▶ **WHAT YOU NEED TO DO**: Word for word, transcribe the lines below and drop the pictures.

▶ **RECORD EXCERPTS**:
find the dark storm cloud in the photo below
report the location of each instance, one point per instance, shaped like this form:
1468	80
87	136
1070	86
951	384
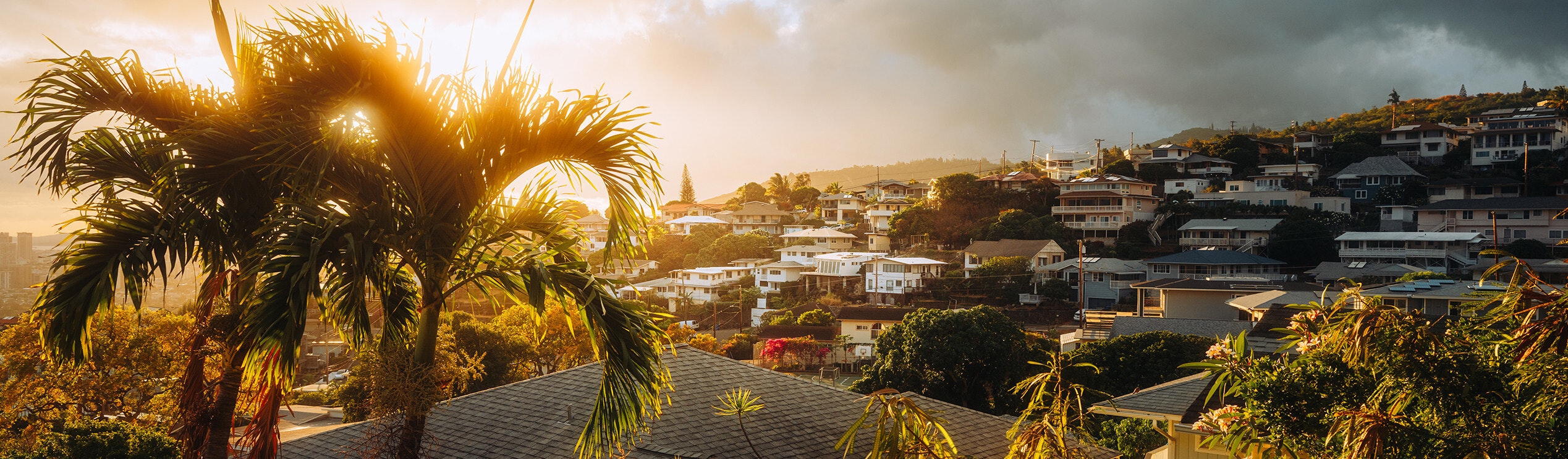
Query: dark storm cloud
745	88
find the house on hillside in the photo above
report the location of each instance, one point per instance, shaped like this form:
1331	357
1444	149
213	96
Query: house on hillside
1429	251
838	271
756	216
1241	234
896	280
863	324
891	189
772	275
1214	265
1175	409
1515	217
831	239
1363	179
1098	207
1011	181
1421	142
1038	252
1507	134
1473	189
1106	280
543	417
839	208
684	225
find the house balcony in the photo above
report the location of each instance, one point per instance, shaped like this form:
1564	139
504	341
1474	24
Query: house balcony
1393	254
1068	210
1211	241
1095	225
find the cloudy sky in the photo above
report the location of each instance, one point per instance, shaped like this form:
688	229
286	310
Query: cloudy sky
747	88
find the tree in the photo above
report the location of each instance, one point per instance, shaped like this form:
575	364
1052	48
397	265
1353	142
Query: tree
967	358
109	439
1131	362
816	318
430	183
687	192
1421	275
750	192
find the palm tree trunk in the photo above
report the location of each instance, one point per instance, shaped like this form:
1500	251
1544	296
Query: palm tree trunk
220	423
422	362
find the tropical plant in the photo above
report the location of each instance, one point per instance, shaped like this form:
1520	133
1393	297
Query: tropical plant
427	197
737	403
901	429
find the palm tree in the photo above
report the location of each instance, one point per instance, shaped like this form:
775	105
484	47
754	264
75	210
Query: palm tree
425	197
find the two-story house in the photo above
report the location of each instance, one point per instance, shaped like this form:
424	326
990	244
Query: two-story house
1098	207
889	189
1515	217
1214	265
703	285
755	216
1106	280
838	269
825	238
1363	179
1286	176
1421	142
863	324
1506	134
1241	234
684	225
894	280
880	214
1011	181
770	275
1248	192
1038	252
1310	144
1473	189
839	208
1429	251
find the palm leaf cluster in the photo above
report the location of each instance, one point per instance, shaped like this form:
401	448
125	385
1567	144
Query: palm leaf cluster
337	170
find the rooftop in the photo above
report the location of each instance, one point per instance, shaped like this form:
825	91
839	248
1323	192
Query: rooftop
543	417
1213	257
1011	247
1228	224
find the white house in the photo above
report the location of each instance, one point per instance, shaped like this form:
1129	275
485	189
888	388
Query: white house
838	208
824	238
802	254
701	285
896	279
774	274
685	224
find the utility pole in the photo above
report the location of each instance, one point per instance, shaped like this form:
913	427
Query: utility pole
1082	309
1096	153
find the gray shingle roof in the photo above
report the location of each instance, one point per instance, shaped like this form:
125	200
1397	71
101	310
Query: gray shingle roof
1237	224
529	419
1537	204
1213	257
1201	327
1177	398
1377	166
1007	247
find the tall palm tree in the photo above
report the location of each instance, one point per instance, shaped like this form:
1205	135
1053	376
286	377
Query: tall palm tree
425	197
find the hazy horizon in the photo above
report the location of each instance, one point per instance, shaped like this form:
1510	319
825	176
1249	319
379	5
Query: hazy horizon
748	88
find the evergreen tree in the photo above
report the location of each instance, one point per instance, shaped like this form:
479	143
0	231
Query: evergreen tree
687	192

▶ **EXPECTED OUTPUT**:
find the dark storm cloud in the photo below
report the location of each instance, one point per instance, shaped like this form:
1468	80
87	136
1070	86
951	384
Query: dark storm cloud
745	88
find the house on hillside in the photo above
report the location of each instance, one point per instance, shaped like this form:
1331	357
1444	149
213	96
Query: house on hillside
1429	251
838	271
756	216
1241	234
896	280
863	324
891	189
772	275
1214	265
1175	409
1515	217
831	239
1363	179
1098	207
1011	181
1421	142
1038	252
1507	134
1473	189
1106	280
543	417
839	208
684	225
find the house balcony in the photo above
report the location of each instance, one point per instance, shaped like this form:
1564	139
504	341
1474	24
Query: house balcony
1393	254
1068	210
1211	241
1095	225
find the cloudy sky in the photo above
report the location of each instance, one point per instance, shaped like this form:
688	229
286	310
Query: cloudy sky
747	88
find the tree in the photo above
report the location of each instance, one point per instance, shaped like this form:
575	364
1052	48
397	265
1353	142
Query: tree
967	358
109	439
1131	362
816	318
430	183
687	192
1421	275
750	192
find the palm tree trunk in the photo above
report the location of each instance, one point per instance, shaped like this form:
1500	251
1544	296
Query: palm tree trunk
220	423
422	362
find the tropical plant in the photo above
report the location of each instance, one point per instance, shaped like this form:
1520	133
1393	297
Query: tropical plant
427	197
737	403
901	429
find the palm tree in the photo above
report the location of each instance, one point per instance, shaped like this form:
775	105
484	47
754	264
75	210
Query: palm tree
425	197
find the two-story house in the photo above
report the location of each instance, one point per instance, shaped like this form:
424	326
990	244
Query: two-story house
1098	207
889	189
1515	217
1214	265
703	285
755	216
1106	280
838	269
825	238
1363	179
1286	176
1421	142
863	324
1506	134
1241	234
684	225
894	280
880	214
1011	181
770	275
1248	192
1038	252
1310	144
1473	189
839	208
1429	251
find the palm leaf cluster in the photo above
report the location of each instance, one point per instance, shaped like this form:
401	448
125	385
1567	144
Query: palm leaf cluster
337	170
find the rooftop in the photo above
report the location of each instance, one point per instance, shaped like this form:
825	91
839	248
1323	192
Query: rooftop
543	417
1213	257
1011	247
1228	224
find the white house in the photo above
report the location of each instance, one point per instance, shaped like this form:
1129	275
485	189
888	388
Query: white house
838	208
824	238
802	254
701	285
896	279
774	274
685	224
find the utility pole in the photo above
report the location of each instance, one point per instance, shaped like this form:
913	427
Query: utility pole
1082	309
1096	153
find the gray shingle roof in the photo above
report the location of each instance, one point per instance, shaped like this form:
125	200
1397	71
101	310
Query: gray shingle roof
1237	224
529	419
1537	204
1213	257
1201	327
1177	398
1377	166
1007	247
find the tall palm tree in the photo above
report the location of each instance, one point per instance, shaped like this form:
1205	135
1053	376
286	377
Query: tall palm tree
425	197
find the hazy horizon in the photo above
report the location of each instance, one point per instance, shaped like this form:
1510	319
825	176
1249	319
379	5
Query: hazy horizon
748	88
find the evergreen tree in the photo above
report the location of each instance, one point per instance, shaped like this form:
479	143
0	231
Query: evergreen tree
687	192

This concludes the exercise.